*TASK DATA:*

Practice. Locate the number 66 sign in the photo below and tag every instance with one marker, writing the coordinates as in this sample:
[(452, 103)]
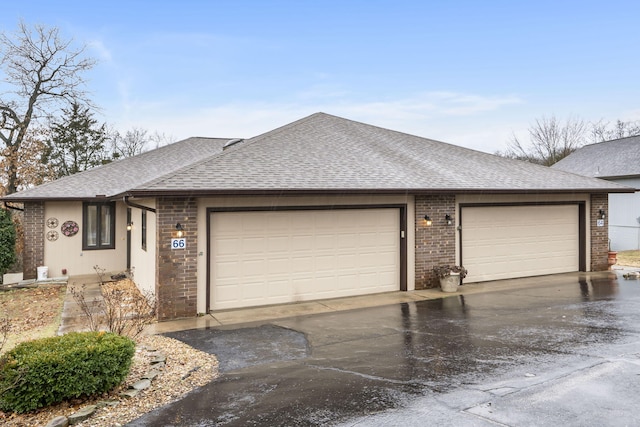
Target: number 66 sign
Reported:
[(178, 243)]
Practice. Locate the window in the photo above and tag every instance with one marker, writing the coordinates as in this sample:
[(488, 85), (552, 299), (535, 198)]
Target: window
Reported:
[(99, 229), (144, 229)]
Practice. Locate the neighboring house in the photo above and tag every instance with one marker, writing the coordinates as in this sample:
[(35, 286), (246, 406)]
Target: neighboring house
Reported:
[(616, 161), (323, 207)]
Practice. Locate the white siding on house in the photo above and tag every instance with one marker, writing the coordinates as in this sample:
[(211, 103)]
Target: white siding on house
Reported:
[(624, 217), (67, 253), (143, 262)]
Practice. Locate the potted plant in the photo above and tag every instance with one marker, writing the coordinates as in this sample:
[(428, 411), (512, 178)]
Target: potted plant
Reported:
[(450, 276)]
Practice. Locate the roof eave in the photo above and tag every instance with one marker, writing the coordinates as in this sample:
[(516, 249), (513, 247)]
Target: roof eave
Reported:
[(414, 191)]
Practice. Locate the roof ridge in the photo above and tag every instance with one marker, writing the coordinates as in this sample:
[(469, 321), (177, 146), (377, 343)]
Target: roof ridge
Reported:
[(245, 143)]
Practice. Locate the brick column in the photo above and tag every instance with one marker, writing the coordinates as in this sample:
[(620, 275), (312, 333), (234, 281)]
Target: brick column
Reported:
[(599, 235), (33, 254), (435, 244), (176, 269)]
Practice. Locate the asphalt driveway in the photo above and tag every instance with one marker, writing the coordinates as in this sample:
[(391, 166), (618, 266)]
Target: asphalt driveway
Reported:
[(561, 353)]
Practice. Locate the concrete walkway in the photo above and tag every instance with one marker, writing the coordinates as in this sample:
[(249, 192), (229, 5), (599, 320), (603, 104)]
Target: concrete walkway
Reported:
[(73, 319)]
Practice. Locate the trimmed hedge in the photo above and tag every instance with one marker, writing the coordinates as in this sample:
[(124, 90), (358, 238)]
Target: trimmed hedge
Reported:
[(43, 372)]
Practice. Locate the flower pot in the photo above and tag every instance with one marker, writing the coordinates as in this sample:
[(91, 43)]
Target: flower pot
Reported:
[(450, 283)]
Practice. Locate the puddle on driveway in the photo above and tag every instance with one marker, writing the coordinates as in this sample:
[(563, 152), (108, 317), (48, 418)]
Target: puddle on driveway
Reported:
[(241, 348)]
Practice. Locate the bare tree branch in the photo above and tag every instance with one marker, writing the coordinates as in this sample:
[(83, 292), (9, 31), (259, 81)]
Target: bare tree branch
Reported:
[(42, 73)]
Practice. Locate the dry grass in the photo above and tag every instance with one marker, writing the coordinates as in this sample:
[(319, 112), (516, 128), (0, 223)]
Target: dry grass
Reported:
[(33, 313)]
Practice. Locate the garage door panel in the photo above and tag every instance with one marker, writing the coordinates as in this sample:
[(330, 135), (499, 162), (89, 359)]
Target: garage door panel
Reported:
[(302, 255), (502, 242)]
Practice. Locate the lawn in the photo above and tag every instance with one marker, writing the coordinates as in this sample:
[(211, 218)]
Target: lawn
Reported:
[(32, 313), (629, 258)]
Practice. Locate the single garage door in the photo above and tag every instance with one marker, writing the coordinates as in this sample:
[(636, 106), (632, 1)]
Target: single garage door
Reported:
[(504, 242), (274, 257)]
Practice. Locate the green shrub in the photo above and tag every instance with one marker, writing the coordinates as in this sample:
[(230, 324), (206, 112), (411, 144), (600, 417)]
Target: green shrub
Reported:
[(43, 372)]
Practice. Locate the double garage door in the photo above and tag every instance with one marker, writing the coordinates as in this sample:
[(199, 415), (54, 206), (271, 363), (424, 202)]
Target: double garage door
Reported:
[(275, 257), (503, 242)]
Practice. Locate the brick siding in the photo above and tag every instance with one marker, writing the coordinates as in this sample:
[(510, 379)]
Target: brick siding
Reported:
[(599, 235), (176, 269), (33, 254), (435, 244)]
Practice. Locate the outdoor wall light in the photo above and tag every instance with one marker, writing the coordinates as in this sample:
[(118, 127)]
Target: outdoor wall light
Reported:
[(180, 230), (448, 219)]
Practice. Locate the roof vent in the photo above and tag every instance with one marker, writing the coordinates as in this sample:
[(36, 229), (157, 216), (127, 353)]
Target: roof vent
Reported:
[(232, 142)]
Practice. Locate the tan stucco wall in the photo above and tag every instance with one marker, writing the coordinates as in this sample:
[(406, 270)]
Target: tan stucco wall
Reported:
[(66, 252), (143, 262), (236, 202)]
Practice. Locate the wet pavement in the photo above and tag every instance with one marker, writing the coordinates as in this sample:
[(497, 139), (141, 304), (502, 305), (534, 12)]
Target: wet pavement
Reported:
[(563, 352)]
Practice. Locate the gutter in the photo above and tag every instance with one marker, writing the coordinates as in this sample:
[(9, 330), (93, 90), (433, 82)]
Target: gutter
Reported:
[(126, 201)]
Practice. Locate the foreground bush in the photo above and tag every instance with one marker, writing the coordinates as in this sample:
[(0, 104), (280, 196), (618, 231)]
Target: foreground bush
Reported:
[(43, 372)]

---

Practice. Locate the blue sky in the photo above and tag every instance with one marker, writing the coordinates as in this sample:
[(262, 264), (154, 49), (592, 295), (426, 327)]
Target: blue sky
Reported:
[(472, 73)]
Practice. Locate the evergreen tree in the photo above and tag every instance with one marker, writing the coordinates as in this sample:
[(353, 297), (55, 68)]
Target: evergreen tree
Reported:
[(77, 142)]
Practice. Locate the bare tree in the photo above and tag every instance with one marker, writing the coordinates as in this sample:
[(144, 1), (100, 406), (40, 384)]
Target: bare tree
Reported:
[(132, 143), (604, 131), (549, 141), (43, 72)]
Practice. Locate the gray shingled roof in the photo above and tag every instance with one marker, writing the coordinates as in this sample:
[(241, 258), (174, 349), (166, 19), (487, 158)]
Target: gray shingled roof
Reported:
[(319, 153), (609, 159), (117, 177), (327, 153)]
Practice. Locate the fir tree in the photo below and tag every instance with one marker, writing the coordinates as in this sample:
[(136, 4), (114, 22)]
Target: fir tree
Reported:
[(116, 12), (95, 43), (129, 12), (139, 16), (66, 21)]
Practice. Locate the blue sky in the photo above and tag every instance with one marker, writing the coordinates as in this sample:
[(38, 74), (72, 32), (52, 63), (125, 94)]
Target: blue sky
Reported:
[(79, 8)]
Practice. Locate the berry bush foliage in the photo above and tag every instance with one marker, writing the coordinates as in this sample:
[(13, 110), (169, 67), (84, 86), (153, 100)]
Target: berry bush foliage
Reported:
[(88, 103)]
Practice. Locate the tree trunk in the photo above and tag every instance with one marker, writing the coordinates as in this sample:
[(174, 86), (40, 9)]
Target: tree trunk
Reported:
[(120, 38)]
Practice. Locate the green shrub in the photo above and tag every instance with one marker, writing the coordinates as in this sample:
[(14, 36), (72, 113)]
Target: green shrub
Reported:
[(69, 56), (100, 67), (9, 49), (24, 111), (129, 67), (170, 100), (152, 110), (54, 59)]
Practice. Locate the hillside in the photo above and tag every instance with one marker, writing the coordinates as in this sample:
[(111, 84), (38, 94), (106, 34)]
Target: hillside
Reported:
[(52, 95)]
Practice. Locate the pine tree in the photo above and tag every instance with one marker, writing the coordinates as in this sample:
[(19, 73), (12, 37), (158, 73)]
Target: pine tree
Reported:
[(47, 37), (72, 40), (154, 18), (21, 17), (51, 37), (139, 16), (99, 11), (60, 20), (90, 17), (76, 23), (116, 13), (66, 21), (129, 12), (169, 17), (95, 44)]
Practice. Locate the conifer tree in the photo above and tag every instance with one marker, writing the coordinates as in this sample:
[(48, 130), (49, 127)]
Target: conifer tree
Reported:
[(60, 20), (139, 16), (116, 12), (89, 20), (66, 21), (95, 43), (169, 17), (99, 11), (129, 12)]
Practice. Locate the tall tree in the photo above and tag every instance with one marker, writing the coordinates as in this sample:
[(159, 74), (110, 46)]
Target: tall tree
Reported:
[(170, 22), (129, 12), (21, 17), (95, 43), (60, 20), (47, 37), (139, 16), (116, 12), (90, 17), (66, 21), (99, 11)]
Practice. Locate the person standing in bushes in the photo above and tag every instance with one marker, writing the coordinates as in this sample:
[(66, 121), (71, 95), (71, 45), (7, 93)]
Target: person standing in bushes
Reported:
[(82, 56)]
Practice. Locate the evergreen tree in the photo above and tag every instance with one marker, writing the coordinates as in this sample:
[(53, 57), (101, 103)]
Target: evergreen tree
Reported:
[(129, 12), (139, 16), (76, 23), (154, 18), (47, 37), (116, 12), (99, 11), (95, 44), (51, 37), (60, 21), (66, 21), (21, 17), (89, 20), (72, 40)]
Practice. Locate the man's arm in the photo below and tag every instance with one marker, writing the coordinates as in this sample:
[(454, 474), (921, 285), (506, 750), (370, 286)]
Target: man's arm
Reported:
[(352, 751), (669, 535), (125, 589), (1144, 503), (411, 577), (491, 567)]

* * *

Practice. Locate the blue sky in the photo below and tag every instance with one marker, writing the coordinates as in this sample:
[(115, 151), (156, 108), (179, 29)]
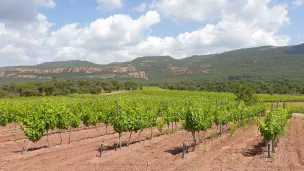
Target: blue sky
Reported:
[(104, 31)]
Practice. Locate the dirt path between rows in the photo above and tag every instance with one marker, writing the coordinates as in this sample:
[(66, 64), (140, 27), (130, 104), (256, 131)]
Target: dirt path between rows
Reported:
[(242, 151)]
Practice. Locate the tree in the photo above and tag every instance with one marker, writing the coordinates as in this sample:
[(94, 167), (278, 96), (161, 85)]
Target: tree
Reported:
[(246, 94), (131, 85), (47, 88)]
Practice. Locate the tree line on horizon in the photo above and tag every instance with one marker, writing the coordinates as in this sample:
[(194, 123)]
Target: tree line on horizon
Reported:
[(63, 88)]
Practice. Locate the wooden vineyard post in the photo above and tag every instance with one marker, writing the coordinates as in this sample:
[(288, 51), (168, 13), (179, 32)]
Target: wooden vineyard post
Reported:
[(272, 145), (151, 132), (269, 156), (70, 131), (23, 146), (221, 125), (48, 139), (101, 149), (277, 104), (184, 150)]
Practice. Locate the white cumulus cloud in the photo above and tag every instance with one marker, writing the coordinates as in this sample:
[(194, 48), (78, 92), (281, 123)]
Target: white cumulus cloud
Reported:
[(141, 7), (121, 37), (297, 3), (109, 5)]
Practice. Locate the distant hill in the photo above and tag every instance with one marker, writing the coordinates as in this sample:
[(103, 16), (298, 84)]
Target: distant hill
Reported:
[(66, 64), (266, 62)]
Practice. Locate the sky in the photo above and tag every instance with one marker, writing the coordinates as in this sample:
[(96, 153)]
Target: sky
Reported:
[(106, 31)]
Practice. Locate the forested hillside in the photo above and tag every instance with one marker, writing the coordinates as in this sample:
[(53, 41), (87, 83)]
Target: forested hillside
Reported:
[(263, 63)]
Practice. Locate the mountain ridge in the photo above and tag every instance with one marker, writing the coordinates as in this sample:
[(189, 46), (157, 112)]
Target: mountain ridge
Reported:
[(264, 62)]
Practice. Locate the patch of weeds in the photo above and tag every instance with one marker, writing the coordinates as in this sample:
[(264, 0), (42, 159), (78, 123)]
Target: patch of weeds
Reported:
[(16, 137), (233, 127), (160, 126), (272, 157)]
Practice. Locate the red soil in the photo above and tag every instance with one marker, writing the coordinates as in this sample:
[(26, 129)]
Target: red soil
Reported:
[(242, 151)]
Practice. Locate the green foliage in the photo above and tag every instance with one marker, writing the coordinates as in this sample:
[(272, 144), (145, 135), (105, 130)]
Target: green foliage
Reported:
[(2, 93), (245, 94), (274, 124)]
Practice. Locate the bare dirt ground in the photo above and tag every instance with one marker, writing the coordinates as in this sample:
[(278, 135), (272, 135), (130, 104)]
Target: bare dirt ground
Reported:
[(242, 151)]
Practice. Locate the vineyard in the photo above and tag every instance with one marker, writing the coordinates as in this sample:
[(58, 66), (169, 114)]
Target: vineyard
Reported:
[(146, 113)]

*THE PROBLEM:*
Lay out the stretch from the line containing "Practice. Locate the bare dirt" through the line containing "[(146, 113)]" as a Markdown table with columns Row and Entry line. Give each line its own numbered row and leave out blank lines.

*THE REPLY:*
| Row | Entry line |
|---|---|
| 1 | Practice. Locate the bare dirt ground in the photo above and tag every instance with one marker, writing the coordinates as in this sample: |
| 2 | [(278, 135), (272, 135), (130, 104)] |
| 3 | Target: bare dirt ground |
| 4 | Reported: |
| 5 | [(242, 151)] |
| 6 | Practice. Locate the vineyard in the photo above and tag every instance with one marker, writing the coordinates as in this sample: |
| 7 | [(58, 66), (169, 114)] |
| 8 | Target: vineyard |
| 9 | Reported: |
| 10 | [(146, 113)] |